> Listed entries:
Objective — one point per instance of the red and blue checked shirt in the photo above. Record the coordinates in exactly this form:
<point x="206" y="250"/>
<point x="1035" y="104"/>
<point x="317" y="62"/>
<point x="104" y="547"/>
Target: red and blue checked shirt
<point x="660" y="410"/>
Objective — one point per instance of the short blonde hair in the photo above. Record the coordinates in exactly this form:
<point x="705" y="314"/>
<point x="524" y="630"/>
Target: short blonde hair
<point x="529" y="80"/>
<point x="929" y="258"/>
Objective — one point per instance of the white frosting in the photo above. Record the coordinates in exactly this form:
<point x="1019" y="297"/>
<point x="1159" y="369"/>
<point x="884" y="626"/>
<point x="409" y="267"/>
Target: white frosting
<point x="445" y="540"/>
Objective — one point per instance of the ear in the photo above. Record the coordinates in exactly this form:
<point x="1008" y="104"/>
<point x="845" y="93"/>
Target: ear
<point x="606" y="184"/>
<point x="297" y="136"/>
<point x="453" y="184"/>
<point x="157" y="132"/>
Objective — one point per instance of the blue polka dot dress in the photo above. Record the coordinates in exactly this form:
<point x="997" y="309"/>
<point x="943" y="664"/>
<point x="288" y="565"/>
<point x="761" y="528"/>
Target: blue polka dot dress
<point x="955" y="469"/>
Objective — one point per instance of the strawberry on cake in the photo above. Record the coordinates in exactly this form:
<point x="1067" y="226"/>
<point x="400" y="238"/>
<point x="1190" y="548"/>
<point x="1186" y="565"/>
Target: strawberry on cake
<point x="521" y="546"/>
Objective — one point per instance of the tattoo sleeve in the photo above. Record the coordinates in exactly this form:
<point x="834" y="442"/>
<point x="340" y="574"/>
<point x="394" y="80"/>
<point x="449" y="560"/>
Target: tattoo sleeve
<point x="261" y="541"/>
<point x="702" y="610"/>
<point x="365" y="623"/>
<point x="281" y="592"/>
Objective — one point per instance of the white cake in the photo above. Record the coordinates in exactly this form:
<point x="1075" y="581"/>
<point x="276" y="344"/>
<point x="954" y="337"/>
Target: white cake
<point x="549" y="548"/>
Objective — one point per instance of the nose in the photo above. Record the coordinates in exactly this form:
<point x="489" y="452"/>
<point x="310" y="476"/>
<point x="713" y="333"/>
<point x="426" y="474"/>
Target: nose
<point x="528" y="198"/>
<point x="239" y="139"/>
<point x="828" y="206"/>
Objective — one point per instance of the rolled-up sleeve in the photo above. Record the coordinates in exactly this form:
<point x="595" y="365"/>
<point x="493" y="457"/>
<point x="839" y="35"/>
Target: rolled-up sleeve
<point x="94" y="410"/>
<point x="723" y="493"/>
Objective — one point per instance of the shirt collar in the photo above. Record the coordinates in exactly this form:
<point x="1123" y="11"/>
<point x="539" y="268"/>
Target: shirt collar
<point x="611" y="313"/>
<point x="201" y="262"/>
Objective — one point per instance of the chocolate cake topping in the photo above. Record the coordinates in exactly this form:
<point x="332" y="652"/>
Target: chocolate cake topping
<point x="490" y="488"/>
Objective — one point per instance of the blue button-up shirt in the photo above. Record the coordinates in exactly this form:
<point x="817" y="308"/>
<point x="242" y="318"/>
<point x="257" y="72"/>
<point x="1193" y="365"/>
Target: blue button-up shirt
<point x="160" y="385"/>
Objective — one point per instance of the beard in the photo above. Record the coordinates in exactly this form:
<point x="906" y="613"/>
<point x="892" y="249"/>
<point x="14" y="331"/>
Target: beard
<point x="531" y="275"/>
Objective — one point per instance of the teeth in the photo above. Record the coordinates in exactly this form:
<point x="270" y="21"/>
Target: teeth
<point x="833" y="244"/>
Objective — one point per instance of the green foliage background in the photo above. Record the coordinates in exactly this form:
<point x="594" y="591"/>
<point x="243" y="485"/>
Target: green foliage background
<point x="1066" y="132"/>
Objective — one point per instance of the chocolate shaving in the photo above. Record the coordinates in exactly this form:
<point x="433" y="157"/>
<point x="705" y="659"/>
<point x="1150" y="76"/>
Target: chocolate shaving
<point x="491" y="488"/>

> Assignment: Every record listed above should be reproduced exactly.

> Exercise result:
Objective — one point per instance of the red and blue checked shirt in the photo above. Record the coordinates in exactly this form:
<point x="206" y="250"/>
<point x="1035" y="104"/>
<point x="317" y="62"/>
<point x="104" y="547"/>
Target: red and blue checked shirt
<point x="660" y="410"/>
Objective — one point per instance of the short blonde hair in the photo above. Record the coordinates in exactly this form:
<point x="705" y="314"/>
<point x="524" y="630"/>
Target: short blonde hair
<point x="529" y="80"/>
<point x="929" y="258"/>
Objective — one point per instance of the white frosting in the photo above. Record the coordinates in exactly this form:
<point x="1019" y="297"/>
<point x="1159" y="369"/>
<point x="884" y="626"/>
<point x="409" y="267"/>
Target: white frosting
<point x="445" y="540"/>
Objective — one point per instance of the ear in the photo above. Record the coordinates in exactly this form:
<point x="1008" y="104"/>
<point x="845" y="93"/>
Target: ear
<point x="606" y="184"/>
<point x="297" y="136"/>
<point x="453" y="184"/>
<point x="157" y="132"/>
Objective — one point per instance of the blue polka dot dress in the photo above. Record the coordinates in exactly this form:
<point x="997" y="309"/>
<point x="943" y="664"/>
<point x="288" y="565"/>
<point x="761" y="528"/>
Target: blue polka dot dress
<point x="955" y="469"/>
Objective — one point per instance of the strawberry on cake in the photo above. Record the coordinates in exactly this form:
<point x="1067" y="226"/>
<point x="400" y="238"/>
<point x="1190" y="548"/>
<point x="1186" y="565"/>
Target: strawberry on cake
<point x="521" y="546"/>
Objective — one point per instance of the tattoo sleeve in the photo above. Record the coordinates in exactly this form:
<point x="834" y="442"/>
<point x="340" y="574"/>
<point x="394" y="80"/>
<point x="449" y="560"/>
Target: tattoo sleeve
<point x="261" y="541"/>
<point x="702" y="610"/>
<point x="365" y="623"/>
<point x="281" y="592"/>
Objective — one point per instance of the white cake in the photo above. Record the coordinates in exactly this form:
<point x="1075" y="581"/>
<point x="276" y="344"/>
<point x="954" y="337"/>
Target: white cake
<point x="549" y="548"/>
Objective — one point per instance of the nose in the photo above. Record the coordinates in exactly this form:
<point x="489" y="452"/>
<point x="310" y="476"/>
<point x="713" y="333"/>
<point x="426" y="474"/>
Target: nose
<point x="528" y="198"/>
<point x="239" y="139"/>
<point x="828" y="206"/>
Objective — one point per instance of the rolled-up sleeve in the photo above. Record the coordinates in exactly this form:
<point x="595" y="365"/>
<point x="493" y="457"/>
<point x="839" y="35"/>
Target: rolled-up sleeve
<point x="94" y="410"/>
<point x="723" y="493"/>
Objective — one point per instance of the shirt collar in the photo above. Record the coordinates in exactly this form:
<point x="1123" y="11"/>
<point x="539" y="268"/>
Target: shirt collar
<point x="611" y="313"/>
<point x="201" y="262"/>
Objective — one point per instance of the chocolate cake topping in the photo above. Record the coordinates in exactly this form:
<point x="332" y="652"/>
Target: chocolate cake topping
<point x="490" y="488"/>
Objective — one point per instance of the blue button-up shirt in the photo above. Record the coordinates in exactly this form:
<point x="817" y="308"/>
<point x="242" y="318"/>
<point x="257" y="72"/>
<point x="1193" y="365"/>
Target: blue button-up shirt
<point x="160" y="385"/>
Objective — one point per instance of the beard in the photo above. Record the coordinates in exactly this form:
<point x="906" y="613"/>
<point x="892" y="249"/>
<point x="14" y="331"/>
Target: beard
<point x="531" y="275"/>
Objective — one point per instance of the teeth in the photo above. Record the coordinates in exactly this form:
<point x="270" y="21"/>
Target: teeth
<point x="833" y="244"/>
Objective — one point per instance of the green foliage background in the photo above. Record the coordinates in exactly this form:
<point x="594" y="591"/>
<point x="243" y="485"/>
Target: green foliage background
<point x="1066" y="132"/>
Objective — one point per instance of the chocolate shaving in the photo above. Record the coordinates in exactly this form:
<point x="433" y="157"/>
<point x="705" y="659"/>
<point x="1150" y="76"/>
Target: chocolate shaving
<point x="491" y="488"/>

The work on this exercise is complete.